Using the data beneath, show every line that includes the word "shirt".
### DATA PROVIDED ###
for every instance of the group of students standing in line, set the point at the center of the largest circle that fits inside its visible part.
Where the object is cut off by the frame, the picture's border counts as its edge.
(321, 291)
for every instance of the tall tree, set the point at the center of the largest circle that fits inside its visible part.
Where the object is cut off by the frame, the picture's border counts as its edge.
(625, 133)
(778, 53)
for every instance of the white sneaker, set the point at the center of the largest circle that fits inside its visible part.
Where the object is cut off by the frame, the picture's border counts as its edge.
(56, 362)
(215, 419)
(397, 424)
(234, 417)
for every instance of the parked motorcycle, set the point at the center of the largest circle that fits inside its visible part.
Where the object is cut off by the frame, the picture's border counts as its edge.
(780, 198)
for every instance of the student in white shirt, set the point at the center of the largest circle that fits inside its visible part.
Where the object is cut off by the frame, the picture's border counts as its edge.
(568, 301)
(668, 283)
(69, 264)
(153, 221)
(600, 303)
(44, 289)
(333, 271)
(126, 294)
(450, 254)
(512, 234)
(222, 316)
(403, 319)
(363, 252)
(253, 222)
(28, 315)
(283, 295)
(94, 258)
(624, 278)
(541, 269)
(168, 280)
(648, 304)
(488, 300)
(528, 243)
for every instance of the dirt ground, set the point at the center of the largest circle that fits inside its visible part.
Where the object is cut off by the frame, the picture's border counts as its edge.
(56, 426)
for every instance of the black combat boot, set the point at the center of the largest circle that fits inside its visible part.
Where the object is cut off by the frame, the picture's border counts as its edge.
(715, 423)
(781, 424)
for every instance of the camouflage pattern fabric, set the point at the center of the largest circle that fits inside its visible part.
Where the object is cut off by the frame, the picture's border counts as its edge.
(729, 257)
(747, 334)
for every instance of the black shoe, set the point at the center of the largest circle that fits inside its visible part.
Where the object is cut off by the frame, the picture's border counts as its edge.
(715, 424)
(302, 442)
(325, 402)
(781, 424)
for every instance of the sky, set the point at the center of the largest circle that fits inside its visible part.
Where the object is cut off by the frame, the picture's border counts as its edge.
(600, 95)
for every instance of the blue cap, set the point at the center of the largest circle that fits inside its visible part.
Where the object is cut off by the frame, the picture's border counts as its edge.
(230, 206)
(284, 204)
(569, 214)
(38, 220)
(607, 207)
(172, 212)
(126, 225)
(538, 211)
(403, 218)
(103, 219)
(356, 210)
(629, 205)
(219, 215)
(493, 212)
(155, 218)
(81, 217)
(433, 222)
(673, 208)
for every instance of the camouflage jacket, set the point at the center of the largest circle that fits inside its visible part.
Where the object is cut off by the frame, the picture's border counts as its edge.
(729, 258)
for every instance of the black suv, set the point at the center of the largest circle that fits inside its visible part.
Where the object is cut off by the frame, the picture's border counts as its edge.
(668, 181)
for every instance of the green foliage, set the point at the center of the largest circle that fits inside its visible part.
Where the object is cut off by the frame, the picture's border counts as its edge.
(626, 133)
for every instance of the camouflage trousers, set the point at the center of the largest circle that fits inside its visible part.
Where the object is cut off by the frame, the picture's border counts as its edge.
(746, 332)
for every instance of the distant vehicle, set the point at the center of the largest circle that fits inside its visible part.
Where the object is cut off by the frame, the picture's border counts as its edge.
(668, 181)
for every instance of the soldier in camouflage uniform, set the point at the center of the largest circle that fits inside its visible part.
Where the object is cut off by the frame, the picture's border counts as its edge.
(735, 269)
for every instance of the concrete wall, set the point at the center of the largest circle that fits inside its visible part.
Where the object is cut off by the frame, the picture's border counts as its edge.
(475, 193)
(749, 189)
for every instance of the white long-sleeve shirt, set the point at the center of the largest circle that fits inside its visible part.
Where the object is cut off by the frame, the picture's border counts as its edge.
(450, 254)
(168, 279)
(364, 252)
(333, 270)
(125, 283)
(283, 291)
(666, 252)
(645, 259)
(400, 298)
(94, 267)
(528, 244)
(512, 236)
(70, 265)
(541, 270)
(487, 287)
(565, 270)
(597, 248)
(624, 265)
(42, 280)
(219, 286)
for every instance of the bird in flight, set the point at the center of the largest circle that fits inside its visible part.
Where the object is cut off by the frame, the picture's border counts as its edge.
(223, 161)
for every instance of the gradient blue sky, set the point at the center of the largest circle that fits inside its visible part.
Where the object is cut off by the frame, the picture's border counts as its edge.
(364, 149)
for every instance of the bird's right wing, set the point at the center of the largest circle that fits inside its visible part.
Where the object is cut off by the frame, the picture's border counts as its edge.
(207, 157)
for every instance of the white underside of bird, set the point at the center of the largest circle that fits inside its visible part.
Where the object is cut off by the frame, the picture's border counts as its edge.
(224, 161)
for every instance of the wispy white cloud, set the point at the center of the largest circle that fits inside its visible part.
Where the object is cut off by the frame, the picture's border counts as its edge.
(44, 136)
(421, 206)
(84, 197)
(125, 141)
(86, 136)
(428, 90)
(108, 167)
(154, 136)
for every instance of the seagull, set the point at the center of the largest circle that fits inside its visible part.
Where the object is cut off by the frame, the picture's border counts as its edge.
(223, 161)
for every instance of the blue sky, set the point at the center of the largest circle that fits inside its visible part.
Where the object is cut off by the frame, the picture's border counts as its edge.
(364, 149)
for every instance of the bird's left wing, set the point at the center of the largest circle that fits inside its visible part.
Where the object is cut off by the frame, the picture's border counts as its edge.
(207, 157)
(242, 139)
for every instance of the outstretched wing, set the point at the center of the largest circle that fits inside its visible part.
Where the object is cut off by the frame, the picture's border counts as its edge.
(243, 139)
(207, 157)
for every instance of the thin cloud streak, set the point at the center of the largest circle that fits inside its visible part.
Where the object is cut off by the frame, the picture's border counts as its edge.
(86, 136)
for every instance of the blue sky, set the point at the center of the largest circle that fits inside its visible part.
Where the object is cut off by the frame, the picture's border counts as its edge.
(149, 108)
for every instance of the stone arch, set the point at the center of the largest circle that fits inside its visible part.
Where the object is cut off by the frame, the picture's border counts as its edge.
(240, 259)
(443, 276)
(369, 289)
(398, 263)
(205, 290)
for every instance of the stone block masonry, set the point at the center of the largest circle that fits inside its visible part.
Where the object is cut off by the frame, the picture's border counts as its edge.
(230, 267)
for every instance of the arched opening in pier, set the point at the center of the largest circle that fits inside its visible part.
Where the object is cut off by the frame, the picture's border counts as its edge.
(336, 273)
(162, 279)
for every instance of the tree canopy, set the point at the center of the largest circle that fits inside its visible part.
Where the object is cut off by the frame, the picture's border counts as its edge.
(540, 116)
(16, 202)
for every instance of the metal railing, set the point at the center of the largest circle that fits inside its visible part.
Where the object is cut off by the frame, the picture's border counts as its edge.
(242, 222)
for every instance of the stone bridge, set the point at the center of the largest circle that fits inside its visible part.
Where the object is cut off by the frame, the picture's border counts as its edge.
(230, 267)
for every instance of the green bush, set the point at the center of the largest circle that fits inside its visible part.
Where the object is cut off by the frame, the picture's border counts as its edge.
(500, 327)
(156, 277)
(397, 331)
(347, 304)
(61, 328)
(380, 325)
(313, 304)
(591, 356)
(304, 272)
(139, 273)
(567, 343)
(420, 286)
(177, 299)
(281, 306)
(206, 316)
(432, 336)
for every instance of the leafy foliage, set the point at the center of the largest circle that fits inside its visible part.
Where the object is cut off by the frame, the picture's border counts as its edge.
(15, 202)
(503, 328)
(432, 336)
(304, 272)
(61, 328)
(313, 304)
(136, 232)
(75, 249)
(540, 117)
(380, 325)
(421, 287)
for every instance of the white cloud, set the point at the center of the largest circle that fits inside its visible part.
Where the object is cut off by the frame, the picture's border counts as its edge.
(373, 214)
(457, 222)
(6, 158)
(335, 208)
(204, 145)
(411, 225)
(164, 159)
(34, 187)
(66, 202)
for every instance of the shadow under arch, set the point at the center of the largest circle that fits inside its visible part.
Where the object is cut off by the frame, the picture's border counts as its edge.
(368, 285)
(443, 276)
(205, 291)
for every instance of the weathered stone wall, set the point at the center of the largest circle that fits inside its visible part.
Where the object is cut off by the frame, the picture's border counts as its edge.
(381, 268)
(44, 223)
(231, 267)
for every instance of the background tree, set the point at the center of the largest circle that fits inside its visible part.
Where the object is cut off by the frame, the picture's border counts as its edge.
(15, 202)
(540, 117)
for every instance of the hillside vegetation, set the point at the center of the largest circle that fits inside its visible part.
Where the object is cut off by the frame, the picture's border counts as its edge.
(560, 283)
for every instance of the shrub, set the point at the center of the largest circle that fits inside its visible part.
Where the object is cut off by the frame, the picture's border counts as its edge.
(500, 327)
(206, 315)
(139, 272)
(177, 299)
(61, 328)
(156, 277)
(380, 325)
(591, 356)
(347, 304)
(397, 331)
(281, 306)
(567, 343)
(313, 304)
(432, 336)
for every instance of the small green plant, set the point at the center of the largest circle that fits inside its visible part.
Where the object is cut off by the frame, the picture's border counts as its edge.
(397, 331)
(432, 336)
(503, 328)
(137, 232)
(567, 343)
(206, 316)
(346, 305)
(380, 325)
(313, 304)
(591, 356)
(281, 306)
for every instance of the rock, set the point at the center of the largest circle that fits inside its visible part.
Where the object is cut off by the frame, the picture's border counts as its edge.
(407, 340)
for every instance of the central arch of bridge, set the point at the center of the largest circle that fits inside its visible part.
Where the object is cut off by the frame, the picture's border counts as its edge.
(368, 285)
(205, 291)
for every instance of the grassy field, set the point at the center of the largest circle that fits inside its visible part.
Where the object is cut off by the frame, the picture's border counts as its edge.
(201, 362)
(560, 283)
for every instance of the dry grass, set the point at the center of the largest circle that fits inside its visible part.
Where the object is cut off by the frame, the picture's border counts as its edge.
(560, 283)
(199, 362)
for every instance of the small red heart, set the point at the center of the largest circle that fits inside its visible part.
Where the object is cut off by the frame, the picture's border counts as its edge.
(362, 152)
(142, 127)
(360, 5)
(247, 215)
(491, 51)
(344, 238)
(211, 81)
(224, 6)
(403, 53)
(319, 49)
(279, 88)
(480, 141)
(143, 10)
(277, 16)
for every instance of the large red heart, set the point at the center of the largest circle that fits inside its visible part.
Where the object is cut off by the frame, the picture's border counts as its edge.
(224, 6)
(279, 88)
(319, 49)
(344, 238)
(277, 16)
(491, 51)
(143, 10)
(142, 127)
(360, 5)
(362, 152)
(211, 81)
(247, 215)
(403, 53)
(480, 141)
###
EXERCISE SOLUTION:
for every instance of the student in white shirt, set the point at the center of the largest circle that fits inside its visible part.
for every instance of the white long-sleeve shirt, set the point at the center of the largest circle that fits inside its visible part.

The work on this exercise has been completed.